**Excerpt:**
---*---
Schwartz Rounds: Some comments in postactivity surveys included:
- “I have a new appreciation of my colleagues from other disciplines.”
- “I feel more compassion toward patients and families.”
- “I was on the unit during this event which I don't think I will ever forget. I am very appreciative that this space was created to speak about/process this.”
- “I feel greater support for my efforts to provide care in difficult emotional and social situations.”
- “I have better sense of belonging to a team.”
We-Time Wednesday creative arts sessions: Participants expressed relief from stress after the activity stating:
- “It's okay to take time for yourself.”
- “This activity reminds me that no matter how busy we are, we still have time for ourselves to unwind and be creative. I enjoyed the activity and look forward to more of this.”
Support group sessions: A team member wrote: “Staff are able to move from fear, helplessness, anger, and perceived defeat, to celebrating their strength, unity, positive impact, and successes,” and “I had an over-an-hour long group processing session with four nurses who are recovering from COVID themselves, grieving for the loss of their patients/colleagues/personal relations, and coping with changes in their workplace—people felt comfortable enough to shed tears in front of me and one another, and through the group they are beginning to rely on each other as their support system.”
TM: Based on survey feedback from those who received the training, 100% reported, “I have experienced a greater clarity of mind,” and 83% reported, “I have less fatigue.” A participant commented, “It has taught me more patience and compassion. I have more empathy for others and listen more attentively to what others tell me. Instead of reacting immediately, I learned to just listen and acknowledge what they say.”
Mostly from what proved to be effective and appreciated interventions during the pandemic, together with other evidence-based approaches, we've developed a tool kit that's now ingrained into what we do every day to support staff well-being as a Pathway to Excellence-designated organization. Table 1 shows support programs and strategies provided as part of the well-being tool kit.
---*---
**Check your understanding:**
1. In the staff well-being excerpt, what does the tool kit draw on, according to its own explanation? Answer in one to three sentences.
2. Please write what comes next in the staff well-being excerpt, starting after its last sentence.
You can complete both tasks without the rows.

**Extracted entries:**
---*---
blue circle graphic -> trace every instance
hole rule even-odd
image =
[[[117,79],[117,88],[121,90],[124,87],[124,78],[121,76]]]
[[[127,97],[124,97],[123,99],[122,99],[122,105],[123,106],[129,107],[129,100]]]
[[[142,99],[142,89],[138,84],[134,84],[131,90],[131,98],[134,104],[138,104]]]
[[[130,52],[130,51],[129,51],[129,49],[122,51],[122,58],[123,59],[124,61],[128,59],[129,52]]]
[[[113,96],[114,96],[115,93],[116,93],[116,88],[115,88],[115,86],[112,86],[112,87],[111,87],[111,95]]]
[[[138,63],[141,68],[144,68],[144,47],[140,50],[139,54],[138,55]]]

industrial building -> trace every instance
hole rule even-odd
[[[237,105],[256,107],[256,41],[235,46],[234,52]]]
---*---
**Per-task answers:**
1. The tool kit was developed mostly from interventions that proved effective and appreciated during the pandemic, together with other evidence-based approaches. It is now ingrained into daily work to support staff well-being.

2.
Table 1: -
Well-being support programs and strategies
Dance, movement, and stretch
Movement therapy and mindfulness
Stress, Trauma, and Resiliency Training
Referrals to Behavioral Health services and the EAP
Child mental health services
Domestic violence assistance
Financial personnel support
Meditation hours with pastoral staff
Pastoral care services
Creative arts sessions
Support for cultural groups affected by disasters
Pathway to Excellence Nursing Volunteer Appreciation Day (honoring volunteer services provided within cultures and communities)
Pathway to Excellence
Kings County achieved Pathway to Excellence designation in October 2022. The Pathway standards of shared decision-making, leadership, and well-being are evident and instrumental to the culture and success of the initiatives referenced in this article. Through shared decision-making, the well-being steering committee members plan and implement initiatives. Organizational leaders are provided tools and training to prepare them to support their teams for their well-being needs.
A positive practice environment
In keeping with Pathway to Excellence standards, Kings County integrates employee well-being and resilience into our organization's strategic and operations plan. Senior and nursing leadership serve as educators, coaches, and role models for well-being. Led by a nurse, our multidisciplinary steering committee team spearheads and collaborates with the hospital community to implement and evaluate well-being initiatives. With the Pathway to Excellence Program, Kings County is committed to creating and supporting a positive practice environment: an environment in which nurses are empowered, their values are validated, interprofessional collaboration is a norm, and worker health and well-being are prioritized.